> **Directions for this task**: Repeat every entry exactly as it appears.
##### Input data
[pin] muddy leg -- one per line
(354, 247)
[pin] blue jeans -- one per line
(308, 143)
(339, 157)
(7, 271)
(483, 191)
##########
> **Task result**:
[pin] muddy leg -- one per line
(354, 247)
[pin] blue jeans -- one per line
(308, 143)
(339, 157)
(7, 271)
(483, 191)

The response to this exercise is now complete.